>>>

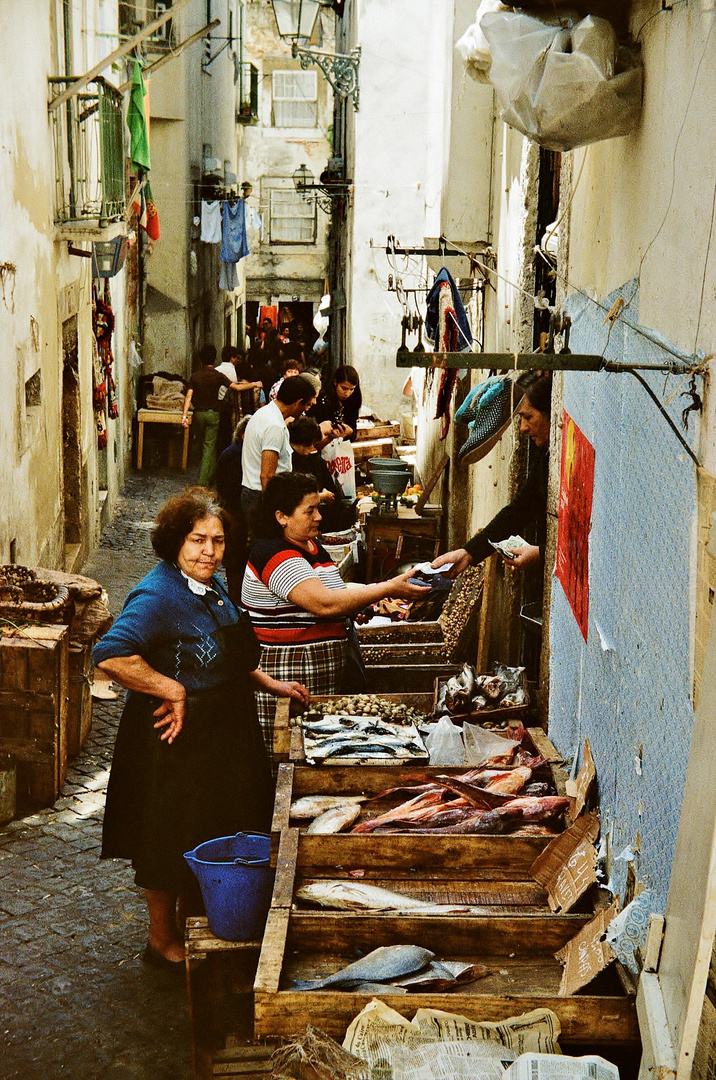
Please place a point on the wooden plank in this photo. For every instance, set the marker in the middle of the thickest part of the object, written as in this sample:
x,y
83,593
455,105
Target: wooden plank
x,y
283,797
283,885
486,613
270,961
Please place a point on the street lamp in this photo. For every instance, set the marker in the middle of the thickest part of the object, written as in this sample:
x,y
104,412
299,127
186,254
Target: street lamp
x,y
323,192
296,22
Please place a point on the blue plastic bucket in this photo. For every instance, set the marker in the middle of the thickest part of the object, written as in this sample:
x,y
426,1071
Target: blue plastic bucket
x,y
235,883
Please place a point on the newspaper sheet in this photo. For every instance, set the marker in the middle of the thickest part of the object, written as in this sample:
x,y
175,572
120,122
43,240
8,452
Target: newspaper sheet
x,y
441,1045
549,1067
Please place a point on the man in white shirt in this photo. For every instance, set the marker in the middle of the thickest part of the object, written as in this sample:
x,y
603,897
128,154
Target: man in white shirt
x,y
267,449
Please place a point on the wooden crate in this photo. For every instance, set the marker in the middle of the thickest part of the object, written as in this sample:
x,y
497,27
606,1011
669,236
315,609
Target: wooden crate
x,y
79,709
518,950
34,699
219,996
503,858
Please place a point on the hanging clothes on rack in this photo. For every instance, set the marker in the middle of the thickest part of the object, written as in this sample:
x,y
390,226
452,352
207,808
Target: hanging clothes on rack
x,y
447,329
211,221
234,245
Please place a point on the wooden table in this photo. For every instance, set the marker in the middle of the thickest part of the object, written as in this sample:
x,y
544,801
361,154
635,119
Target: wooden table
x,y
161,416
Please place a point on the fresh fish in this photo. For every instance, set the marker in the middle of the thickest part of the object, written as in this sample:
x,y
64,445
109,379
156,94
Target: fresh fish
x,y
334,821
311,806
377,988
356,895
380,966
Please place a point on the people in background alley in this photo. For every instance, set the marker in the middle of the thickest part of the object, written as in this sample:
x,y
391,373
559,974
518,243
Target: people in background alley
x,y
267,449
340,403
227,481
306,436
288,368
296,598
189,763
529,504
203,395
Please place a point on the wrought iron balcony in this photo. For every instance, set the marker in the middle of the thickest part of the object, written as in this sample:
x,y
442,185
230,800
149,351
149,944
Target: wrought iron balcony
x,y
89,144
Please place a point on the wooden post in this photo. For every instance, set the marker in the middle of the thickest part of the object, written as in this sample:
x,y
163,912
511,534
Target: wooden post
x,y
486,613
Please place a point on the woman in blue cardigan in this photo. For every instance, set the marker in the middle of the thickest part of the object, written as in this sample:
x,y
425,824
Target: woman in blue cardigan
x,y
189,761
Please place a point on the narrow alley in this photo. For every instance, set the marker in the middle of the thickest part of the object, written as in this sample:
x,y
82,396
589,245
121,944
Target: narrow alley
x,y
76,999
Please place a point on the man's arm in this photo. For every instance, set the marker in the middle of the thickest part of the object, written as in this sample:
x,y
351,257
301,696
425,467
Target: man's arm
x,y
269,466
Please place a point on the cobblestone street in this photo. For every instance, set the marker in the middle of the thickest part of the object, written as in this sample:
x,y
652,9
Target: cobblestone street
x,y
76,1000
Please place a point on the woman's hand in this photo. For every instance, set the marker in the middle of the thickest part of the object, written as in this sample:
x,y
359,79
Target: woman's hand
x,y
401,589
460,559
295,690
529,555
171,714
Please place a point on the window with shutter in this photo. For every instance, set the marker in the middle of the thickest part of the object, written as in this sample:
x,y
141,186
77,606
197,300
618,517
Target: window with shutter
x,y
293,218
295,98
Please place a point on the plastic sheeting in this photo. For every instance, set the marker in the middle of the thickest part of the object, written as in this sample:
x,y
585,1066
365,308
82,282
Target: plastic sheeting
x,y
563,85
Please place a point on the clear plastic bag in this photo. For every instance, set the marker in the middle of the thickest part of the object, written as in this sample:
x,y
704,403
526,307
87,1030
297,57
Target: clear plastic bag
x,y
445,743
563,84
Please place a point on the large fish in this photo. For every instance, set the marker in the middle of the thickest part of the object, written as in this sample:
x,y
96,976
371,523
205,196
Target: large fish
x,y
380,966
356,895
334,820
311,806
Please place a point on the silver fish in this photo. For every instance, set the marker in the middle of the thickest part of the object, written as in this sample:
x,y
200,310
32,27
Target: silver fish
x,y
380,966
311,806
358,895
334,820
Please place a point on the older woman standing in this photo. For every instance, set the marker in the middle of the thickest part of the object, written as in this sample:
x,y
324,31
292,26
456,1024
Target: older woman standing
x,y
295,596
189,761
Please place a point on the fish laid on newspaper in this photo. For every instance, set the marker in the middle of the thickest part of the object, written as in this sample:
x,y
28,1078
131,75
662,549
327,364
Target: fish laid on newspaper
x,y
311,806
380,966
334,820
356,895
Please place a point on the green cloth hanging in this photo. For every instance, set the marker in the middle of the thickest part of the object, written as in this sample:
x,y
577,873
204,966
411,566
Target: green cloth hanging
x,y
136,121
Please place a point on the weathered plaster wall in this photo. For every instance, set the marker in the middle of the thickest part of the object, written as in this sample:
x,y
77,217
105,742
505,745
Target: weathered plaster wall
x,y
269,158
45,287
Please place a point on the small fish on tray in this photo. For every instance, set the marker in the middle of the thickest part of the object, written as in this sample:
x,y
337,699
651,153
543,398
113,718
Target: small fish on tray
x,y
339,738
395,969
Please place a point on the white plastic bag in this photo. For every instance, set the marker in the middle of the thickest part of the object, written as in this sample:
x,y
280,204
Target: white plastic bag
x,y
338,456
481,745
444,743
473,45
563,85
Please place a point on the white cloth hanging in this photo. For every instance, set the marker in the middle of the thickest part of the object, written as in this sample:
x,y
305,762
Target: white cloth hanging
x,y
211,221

<<<

**GOAL**
Can you type out every entry above again, character for character, leaving the pictures out?

**WRITTEN ANSWER**
Please place a point on the wooden plank in this photo. For every instance, set the marker in the middle of the thickest part of the object, written as in this sample:
x,y
83,593
455,105
Target: wooden plank
x,y
283,797
283,885
486,613
270,961
Please place a point on the street lamp in this photo. For every instance, set the marker in the middle of the thickest part of the object, written as in this sample:
x,y
104,412
299,127
186,254
Target: street lamp
x,y
323,192
296,22
Please place a point on the blue plastic bucket in this photo. For every instance, set the marker in the middle of the thickest part of the object, written as in this sample:
x,y
426,1071
Target: blue plastic bucket
x,y
235,883
Please place a point on the newspaper sheet in this photo. For every instance, set the marker in the middle of the thickest part of the object, written as in this sample:
x,y
175,572
120,122
43,240
8,452
Target: newspaper sheet
x,y
441,1045
549,1067
Please place a point on the man in white shirt in this photo. For every instance, set the marker in the middle of the thickest part of the object, written as in this sample:
x,y
603,897
128,154
Target: man in white shirt
x,y
267,449
Please place a point on the wooden crate in this photo. For every instance, set the marker in the middle of the thickest part of the object, written as in this sample:
x,y
497,27
606,1011
669,236
315,609
Target: wooden crate
x,y
79,709
518,950
34,699
219,996
503,858
Please place a point on the hanging clothes on rack in this photo. For every instance, set the marker in the middle of the thickest part of the object, written as in this sample:
x,y
390,226
452,352
207,808
Target: hanging clothes on rack
x,y
447,329
211,221
234,245
Please place a point on the wooden table in this photo. For every instance, set the marker in the middle of the thickest part of the object, written as in this sample:
x,y
544,801
361,154
635,119
Target: wooden table
x,y
161,416
Please place a point on the fresh fish in this photo. For every instance, set the marker in the middle of the thickest part of the object, written as in this sample:
x,y
64,445
109,379
156,94
Target: fresh fish
x,y
334,821
311,806
377,988
356,895
380,966
Please place a point on the people in background alley in this photo. For every instance, set the marker in the middle of the thickest part of the object, written as in this sample:
x,y
391,373
559,974
518,243
Target: people in background alley
x,y
267,449
340,403
227,481
306,436
288,368
296,598
189,763
529,504
203,395
Please place a point on the wrought iron balcony in this photo. For every instance, set the marker in the middle of the thickest part of the object, written as in this sample:
x,y
442,185
230,800
149,351
149,944
Target: wrought iron balcony
x,y
89,144
Please place a point on the wooden post in this photo. For every instance, set the marker in the middle of the thickest part of the object, written as in this sample:
x,y
163,912
511,534
Target: wooden post
x,y
486,613
Please place a point on the woman in blue cardigan in this photo. For every instance, set the marker in the middle of the thickest part of the object, written as in this sample:
x,y
425,824
Target: woman in blue cardigan
x,y
189,761
Please place a point on the narrow alley in this photo. For every instance, set the marker in the middle of the thickest part of the object, written as in this sample:
x,y
82,396
589,245
121,944
Target: narrow alley
x,y
76,999
Please place a point on the man's arm in this photo. For every instance, set the marker in the middle of the thickest part of the object, written as in this sample:
x,y
351,257
301,696
425,467
Target: man's arm
x,y
269,466
Please place a point on the cobblestone street in this photo. For every instance, set the marker in the middle of the thickest part of the object, written as in this sample:
x,y
652,9
Target: cobblestone street
x,y
76,1000
Please place a point on the woman's hand in this photo. For every instance, set the marker in the middle of the thickest part of the object, written as in this sample:
x,y
359,79
Target: woman's hand
x,y
401,589
460,559
295,690
529,555
171,714
Please place a point on the window with shutter in this photo. For every instance, set the marker in the middle of the thickest part of the object, written as in this sample:
x,y
141,186
77,606
197,300
618,517
Target: window with shutter
x,y
293,218
295,98
Please place a point on the plastic sheeting in this photo. For every instance, set the marker in the middle of the thickest part of the object, written as in this sample:
x,y
585,1066
365,308
82,282
Target: plastic sheeting
x,y
563,85
Please place a point on the clear plastic bag in this photo. For every instance, set the marker in the middle of the thickest part of the object, written as in this sample:
x,y
704,403
526,307
87,1030
297,57
Target: clear plastic bag
x,y
445,743
563,84
Please place a point on the large fish in this photo. For every instance, set the marker in the middle of the thickest part of the object, written as in this sample:
x,y
96,976
371,523
205,196
Target: large fish
x,y
380,966
356,895
334,820
311,806
Please place a point on the silver fish in this photo. For every instance, set the marker in the middle of the thickest part of the object, written as in this sample:
x,y
200,310
32,27
Target: silver fish
x,y
380,966
311,806
358,895
334,820
Please place a point on the older woman standing in this photo. For every instance, set the marker in the middle of the thickest part of the object, written as in this sample:
x,y
324,31
292,26
456,1024
Target: older woman standing
x,y
295,596
189,761
Please place a point on the fish laid on newspaper in this photo. For every instance, set the marker in the middle of the thickest part of the object, written as in this sample:
x,y
28,1078
131,75
662,549
327,364
Target: fish laid on newspaper
x,y
311,806
380,966
334,820
356,895
Please place a point on the green cloth hanging in this photo. For every instance, set the marker in the middle of the thickest part of the object, written as in this sample:
x,y
577,873
204,966
411,566
Target: green cloth hanging
x,y
136,121
Please place a point on the weathered plaster wall in this photo. For every instance, set the marker in the middle of the thickest part of the object, written as in this sample:
x,y
77,217
105,742
505,745
Target: weathered plaster wall
x,y
269,158
45,287
Please place a point on the small fish on tray in this photo. For every instance, set the marker in the middle of the thickest part of the object, written as in this sample:
x,y
337,699
651,153
543,398
113,718
Target: small fish on tray
x,y
339,738
395,969
Please place a point on the white plastic bag in this photo. For every instance, set the marker in the middle of the thickest part of the object, written as in this sample:
x,y
280,204
Target: white plastic bag
x,y
338,456
481,745
444,743
473,45
563,85
Please place a point on the white cloth hanging in this photo. For every instance, set the marker in the middle of the thickest part of the object, written as in this sample:
x,y
305,762
Target: white cloth hanging
x,y
211,221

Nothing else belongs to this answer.